_TASK REQUIREMENTS_:
Only an exact reprint of all the data is acceptable.

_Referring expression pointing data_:
- - - - - - -
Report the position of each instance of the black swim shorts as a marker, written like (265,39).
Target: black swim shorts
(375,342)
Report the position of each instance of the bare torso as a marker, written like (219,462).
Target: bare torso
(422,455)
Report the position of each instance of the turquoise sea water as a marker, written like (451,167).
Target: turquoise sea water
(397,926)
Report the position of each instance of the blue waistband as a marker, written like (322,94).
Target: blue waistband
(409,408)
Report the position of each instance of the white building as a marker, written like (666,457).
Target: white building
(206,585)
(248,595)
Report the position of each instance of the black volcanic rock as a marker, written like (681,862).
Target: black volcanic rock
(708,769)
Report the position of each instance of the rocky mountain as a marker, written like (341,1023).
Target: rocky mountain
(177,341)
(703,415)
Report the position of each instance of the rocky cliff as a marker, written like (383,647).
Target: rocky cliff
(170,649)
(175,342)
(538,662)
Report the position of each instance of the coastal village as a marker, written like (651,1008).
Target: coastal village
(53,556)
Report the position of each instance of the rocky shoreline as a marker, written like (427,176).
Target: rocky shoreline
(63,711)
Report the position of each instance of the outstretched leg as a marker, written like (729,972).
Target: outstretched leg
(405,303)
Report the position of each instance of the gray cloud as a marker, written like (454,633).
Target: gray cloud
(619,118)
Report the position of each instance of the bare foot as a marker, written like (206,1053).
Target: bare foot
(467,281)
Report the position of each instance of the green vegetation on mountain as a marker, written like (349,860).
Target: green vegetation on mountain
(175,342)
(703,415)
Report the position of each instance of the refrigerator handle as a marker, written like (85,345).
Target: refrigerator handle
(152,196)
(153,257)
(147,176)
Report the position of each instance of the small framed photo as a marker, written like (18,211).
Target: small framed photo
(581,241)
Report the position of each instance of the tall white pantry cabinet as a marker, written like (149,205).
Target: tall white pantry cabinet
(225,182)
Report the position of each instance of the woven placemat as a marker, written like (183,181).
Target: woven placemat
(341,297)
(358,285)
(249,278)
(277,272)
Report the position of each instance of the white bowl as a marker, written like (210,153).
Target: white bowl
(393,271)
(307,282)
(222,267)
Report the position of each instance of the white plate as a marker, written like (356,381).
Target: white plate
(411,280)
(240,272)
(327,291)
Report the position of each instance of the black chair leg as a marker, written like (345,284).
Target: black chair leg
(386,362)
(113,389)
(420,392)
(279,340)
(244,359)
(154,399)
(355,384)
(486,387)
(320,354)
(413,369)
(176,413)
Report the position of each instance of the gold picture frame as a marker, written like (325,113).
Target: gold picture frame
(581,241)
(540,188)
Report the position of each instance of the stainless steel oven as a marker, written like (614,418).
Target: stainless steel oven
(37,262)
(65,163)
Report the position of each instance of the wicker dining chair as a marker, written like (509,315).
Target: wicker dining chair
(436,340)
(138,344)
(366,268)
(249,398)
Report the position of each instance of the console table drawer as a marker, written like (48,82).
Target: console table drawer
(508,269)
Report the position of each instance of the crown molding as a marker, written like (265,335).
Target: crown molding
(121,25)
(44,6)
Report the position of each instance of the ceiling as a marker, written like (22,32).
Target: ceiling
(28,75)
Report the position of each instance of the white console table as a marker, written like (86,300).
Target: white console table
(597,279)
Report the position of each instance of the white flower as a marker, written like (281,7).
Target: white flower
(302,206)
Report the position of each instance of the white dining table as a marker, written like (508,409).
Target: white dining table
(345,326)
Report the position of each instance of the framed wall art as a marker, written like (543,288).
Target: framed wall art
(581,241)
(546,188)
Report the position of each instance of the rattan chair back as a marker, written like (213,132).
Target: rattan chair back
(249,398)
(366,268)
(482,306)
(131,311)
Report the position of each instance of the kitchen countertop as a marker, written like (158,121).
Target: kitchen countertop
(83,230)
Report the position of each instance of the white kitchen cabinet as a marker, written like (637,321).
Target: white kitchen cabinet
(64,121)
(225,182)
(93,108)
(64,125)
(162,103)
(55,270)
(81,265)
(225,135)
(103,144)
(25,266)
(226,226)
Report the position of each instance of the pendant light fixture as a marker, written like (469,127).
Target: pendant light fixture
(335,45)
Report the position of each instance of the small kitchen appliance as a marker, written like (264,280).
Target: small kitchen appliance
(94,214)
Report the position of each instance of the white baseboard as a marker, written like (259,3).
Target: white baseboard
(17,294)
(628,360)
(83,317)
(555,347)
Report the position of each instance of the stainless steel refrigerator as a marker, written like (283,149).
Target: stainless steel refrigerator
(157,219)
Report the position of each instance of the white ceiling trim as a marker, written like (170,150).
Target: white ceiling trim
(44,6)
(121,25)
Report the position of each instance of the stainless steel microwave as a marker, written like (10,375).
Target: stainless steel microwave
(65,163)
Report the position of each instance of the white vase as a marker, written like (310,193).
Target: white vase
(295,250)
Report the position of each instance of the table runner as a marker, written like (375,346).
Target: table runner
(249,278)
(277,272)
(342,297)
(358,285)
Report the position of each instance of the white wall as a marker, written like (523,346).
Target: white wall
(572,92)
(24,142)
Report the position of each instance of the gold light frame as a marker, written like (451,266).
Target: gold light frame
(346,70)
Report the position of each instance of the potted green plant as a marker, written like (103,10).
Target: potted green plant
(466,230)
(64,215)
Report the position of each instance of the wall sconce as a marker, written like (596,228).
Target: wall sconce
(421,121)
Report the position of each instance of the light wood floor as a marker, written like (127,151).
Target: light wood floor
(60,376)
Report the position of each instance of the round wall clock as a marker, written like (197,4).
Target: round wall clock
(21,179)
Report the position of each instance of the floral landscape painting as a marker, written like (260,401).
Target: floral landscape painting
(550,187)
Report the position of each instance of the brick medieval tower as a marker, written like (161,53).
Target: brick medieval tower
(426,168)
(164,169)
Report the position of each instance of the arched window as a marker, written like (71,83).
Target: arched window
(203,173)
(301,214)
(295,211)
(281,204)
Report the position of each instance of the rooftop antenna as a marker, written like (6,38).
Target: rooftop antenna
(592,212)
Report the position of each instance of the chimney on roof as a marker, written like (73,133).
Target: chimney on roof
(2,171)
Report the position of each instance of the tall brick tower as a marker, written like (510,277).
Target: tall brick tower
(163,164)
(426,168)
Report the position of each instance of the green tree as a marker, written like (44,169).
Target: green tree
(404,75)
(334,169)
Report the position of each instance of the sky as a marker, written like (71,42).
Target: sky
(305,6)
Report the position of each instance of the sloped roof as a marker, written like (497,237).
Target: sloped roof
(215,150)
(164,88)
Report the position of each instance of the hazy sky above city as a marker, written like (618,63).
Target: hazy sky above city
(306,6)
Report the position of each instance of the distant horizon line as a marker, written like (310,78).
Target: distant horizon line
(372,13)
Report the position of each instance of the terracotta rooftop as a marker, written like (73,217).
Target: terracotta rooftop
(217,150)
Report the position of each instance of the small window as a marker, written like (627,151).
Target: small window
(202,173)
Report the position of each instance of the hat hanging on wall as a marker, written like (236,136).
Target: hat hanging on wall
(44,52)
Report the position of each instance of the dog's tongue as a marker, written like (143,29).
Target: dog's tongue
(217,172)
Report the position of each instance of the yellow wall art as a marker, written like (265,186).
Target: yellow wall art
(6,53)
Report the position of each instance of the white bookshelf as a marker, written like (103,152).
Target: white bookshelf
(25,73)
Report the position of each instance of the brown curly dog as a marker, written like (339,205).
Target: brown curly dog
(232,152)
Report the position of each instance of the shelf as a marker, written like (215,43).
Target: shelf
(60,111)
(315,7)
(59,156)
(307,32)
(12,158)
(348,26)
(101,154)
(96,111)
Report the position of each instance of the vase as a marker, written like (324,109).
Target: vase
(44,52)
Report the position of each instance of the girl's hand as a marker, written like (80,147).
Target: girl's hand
- - - - - - -
_RESULT OF THE TASK_:
Report the position of each instance of the black swim shorts as a marker, written like (265,39).
Target: black swim shorts
(375,342)
Report the position of each instance of the bare torso as a marker, written like (219,462).
Target: bare torso
(422,455)
Report the position of each instance of the turquoise sea water as a marker, written like (451,167).
Target: turquoise sea water
(397,926)
Report the position of each instance of the blue waistband as a marker, written like (322,94).
Target: blue waistband
(409,408)
Report the position of each instance of the white building as a marker, written like (666,457).
Target: white building
(206,585)
(248,595)
Report the position of each instance of the black volcanic rock as a marker, written like (681,862).
Target: black volcanic rock
(708,769)
Report the position of each instance of the rocky mountain as a marker, written like (341,1023).
Target: rocky mountain
(177,341)
(703,415)
Report the position of each instance of the rocky cliff as a marker, written like (383,647).
Target: rocky cliff
(170,649)
(175,342)
(538,662)
Report the position of each instance of the coastal village as a marker, written like (651,1008).
Target: coastal village
(53,556)
Report the position of each instance of the rocky shoreline as a marker, written like (427,176).
Target: rocky shoreline
(63,711)
Report the position of each instance of the outstretched leg as a marker, written like (729,972).
Target: outstretched leg
(405,303)
Report the position of each instance of the gray cloud as a marker, written like (454,633).
Target: gray cloud
(619,118)
Report the position of each instance of the bare foot as a marker, written like (206,1053).
Target: bare foot
(467,281)
Report the position of each instance of the green vegetation on mountain as a marker, written like (349,860).
Target: green vegetation on mountain
(175,342)
(703,415)
Report the position of each instance of the refrigerator handle as a marker, written like (85,345).
Target: refrigerator handle
(152,196)
(153,257)
(147,176)
Report the position of each instance of the small framed photo as a marker, written like (18,211).
Target: small framed photo
(581,241)
Report the position of each instance of the tall white pantry cabinet as a marker, written like (149,205).
Target: tall white pantry cabinet
(225,182)
Report the position of each instance of the woven placemat as a marker, written like (183,181).
Target: woven placemat
(341,297)
(358,285)
(249,278)
(277,272)
Report the position of each instance of the white bowl as a marker, written like (210,153).
Target: white bowl
(393,271)
(307,282)
(222,267)
Report the position of each instance of the white plate as a marker, written like (356,381).
Target: white plate
(411,280)
(240,272)
(327,291)
Report the position of each instance of the black chair leg as a marker, written like (345,284).
Target: black chair leg
(386,362)
(113,389)
(420,392)
(279,340)
(244,359)
(154,399)
(355,384)
(486,387)
(320,354)
(413,369)
(176,413)
Report the position of each instance of the gold picture frame as a marker, written like (325,113).
Target: gold picture frame
(581,241)
(540,188)
Report the position of each instance of the stainless steel oven as a marker, written like (614,418).
Target: stainless steel oven
(37,262)
(65,163)
Report the position of each instance of the wicker dining chair as a marker, written like (509,315).
Target: wicker dining chair
(436,340)
(138,344)
(366,268)
(249,398)
Report the position of each instance of the console table drawer as a marker, written like (48,82).
Target: console table drawer
(508,269)
Report the position of each instance of the crown molding as a marker, written like (265,335).
Target: crown molding
(121,25)
(44,6)
Report the position of each instance of the ceiling as a marker, written like (22,32).
Target: ceiling
(28,75)
Report the position of each instance of the white console table as a marker, written like (86,300).
Target: white console table
(597,279)
Report the position of each instance of the white flower as a marker, written like (281,7).
Target: white flower
(302,206)
Report the position of each instance of the white dining table as a marker, written like (508,409).
Target: white dining table
(345,326)
Report the position of each instance of the framed wall art as a marker, written like (543,288).
Target: framed wall art
(581,241)
(546,188)
Report the position of each instance of the rattan chair back as a marker, written like (213,132).
Target: rattan chair back
(249,398)
(366,268)
(482,306)
(131,311)
Report the position of each instance of the kitchen countertop as a marker, written like (158,121).
Target: kitchen countertop
(83,230)
Report the position of each instance of the white kitchen cabinet as a marker, written like (637,321).
Target: white kitchen cabinet
(64,121)
(225,182)
(93,108)
(64,125)
(162,103)
(55,270)
(81,265)
(225,135)
(103,144)
(25,266)
(226,226)
Report the position of each instance of the pendant light fixture as a marker, written like (469,127).
Target: pendant light fixture
(335,45)
Report the position of each instance of the small kitchen appliance as a marker, written like (264,280).
Target: small kitchen appliance
(94,214)
Report the position of each instance of the white baseboard as a marker, written like (259,3).
Target: white baseboard
(17,294)
(628,360)
(83,317)
(555,347)
Report the position of each instance of the stainless steel refrigerator as a marker, written like (283,149).
Target: stainless steel refrigerator
(157,219)
Report the position of each instance of the white ceiling trim as a marker, written like (170,150).
Target: white ceiling trim
(44,6)
(121,25)
Report the position of each instance of the stainless steel microwave as a marker, written like (10,375).
Target: stainless steel microwave
(65,163)
Report the position of each instance of the white vase as a marker, written like (310,193).
Target: white vase
(295,250)
Report the position of each instance of the table runner as a marker, written like (375,346).
Target: table runner
(249,278)
(277,272)
(342,297)
(358,285)
Report the position of each instance of the white wall as a marker, written like (523,346).
Target: white wall
(572,92)
(24,142)
Report the position of each instance of the gold light frame as a marker, written like (451,266).
Target: gold light frame
(346,70)
Report the position of each instance of the potted green plant as a marker, written like (103,10).
Target: potted green plant
(466,230)
(64,215)
Report the position of each instance of the wall sconce as a marker, written like (596,228).
Target: wall sconce
(421,121)
Report the position of each instance of the light wood floor as a marker, written like (127,151).
Target: light wood floor
(60,376)
Report the position of each instance of the round wall clock as a marker, written like (197,4).
Target: round wall clock
(21,179)
Report the position of each instance of the floral landscape painting as a marker, written like (260,401).
Target: floral landscape painting
(550,187)
Report the position of each instance of the brick medieval tower as a marker, written like (161,53).
Target: brick medieval tower
(426,168)
(164,169)
Report the position of each instance of the arched window as a marker, written like (71,83).
Target: arched window
(203,173)
(301,214)
(295,211)
(281,204)
Report the position of each instance of the rooftop antenna as a marker, written like (6,38).
Target: rooftop antenna
(592,212)
Report the position of each instance of the chimney on roof as a marker, written like (73,133).
Target: chimney on roof
(2,171)
Report the position of each instance of the tall brick tower as a marker, written like (510,277).
Target: tall brick tower
(163,164)
(426,168)
Report the position of each instance of the green tree as a marker, written like (44,169).
Target: green tree
(404,75)
(334,169)
Report the position of each instance of the sky as a marker, written like (71,42).
Target: sky
(305,6)
Report the position of each instance of the sloped roof as a marker, written like (497,237).
Target: sloped roof
(215,150)
(164,88)
Report the position of each instance of the hazy sky above city as a marker, written like (618,63).
Target: hazy sky above city
(306,6)
Report the position of each instance of the distant horizon line as a marker, written like (310,78).
Target: distant horizon line
(372,13)
Report the position of each instance of the terracotta rooftop as a marker, written like (73,217).
Target: terracotta rooftop
(217,150)
Report the position of each instance of the small window as a marker, written like (627,151).
Target: small window
(202,173)
Report the position of each instance of the hat hanging on wall as a marker, written like (236,136).
Target: hat hanging on wall
(44,52)
Report the position of each instance of the dog's tongue as a marker, written like (143,29).
Target: dog's tongue
(217,172)
Report the position of each instance of the yellow wall art as a marker, written like (265,186).
Target: yellow wall art
(6,53)
Report the position of each instance of the white bookshelf as a marker, written like (103,152).
Target: white bookshelf
(25,73)
Report the position of each instance of the brown curly dog as a marker, written like (339,205).
Target: brown curly dog
(232,152)
Report the position of each instance of the shelf as a marker, written like (215,43).
Target: shelf
(60,111)
(315,7)
(59,156)
(307,32)
(12,158)
(348,26)
(101,154)
(96,111)
Report the position of each instance of the vase as a marker, written like (324,109).
Target: vase
(44,52)
Report the position of each instance of the girl's hand as a marker, written like (80,147).
Target: girl's hand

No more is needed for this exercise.